▼

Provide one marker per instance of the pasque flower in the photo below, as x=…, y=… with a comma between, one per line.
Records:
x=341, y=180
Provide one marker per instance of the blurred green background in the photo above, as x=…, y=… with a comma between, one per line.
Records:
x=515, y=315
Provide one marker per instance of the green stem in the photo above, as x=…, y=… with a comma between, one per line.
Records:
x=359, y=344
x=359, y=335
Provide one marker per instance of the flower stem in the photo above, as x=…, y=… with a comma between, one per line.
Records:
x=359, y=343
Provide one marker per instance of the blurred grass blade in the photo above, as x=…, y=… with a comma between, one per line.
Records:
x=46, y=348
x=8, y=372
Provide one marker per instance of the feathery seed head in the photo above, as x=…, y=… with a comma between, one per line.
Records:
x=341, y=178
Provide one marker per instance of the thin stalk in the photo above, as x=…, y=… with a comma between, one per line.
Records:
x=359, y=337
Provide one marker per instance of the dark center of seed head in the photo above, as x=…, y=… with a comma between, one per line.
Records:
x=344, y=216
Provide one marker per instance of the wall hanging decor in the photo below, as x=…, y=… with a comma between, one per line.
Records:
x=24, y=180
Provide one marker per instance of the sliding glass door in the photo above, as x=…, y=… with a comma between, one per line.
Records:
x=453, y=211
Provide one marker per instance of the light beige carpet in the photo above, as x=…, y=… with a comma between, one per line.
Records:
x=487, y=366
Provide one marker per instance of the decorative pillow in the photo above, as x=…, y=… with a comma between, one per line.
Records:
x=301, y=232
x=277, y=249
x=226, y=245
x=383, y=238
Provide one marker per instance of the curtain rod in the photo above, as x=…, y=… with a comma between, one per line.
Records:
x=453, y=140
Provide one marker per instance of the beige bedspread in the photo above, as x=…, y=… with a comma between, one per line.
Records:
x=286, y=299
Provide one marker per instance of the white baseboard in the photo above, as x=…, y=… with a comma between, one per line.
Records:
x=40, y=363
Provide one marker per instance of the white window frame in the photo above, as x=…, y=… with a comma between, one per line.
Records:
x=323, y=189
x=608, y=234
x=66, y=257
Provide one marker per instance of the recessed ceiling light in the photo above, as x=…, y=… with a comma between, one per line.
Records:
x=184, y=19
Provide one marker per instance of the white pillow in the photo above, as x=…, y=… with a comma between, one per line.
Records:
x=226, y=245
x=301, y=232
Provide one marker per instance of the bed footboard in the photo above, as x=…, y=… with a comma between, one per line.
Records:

▲

Work out how many lines in the records include "white". Only the number should be given.

3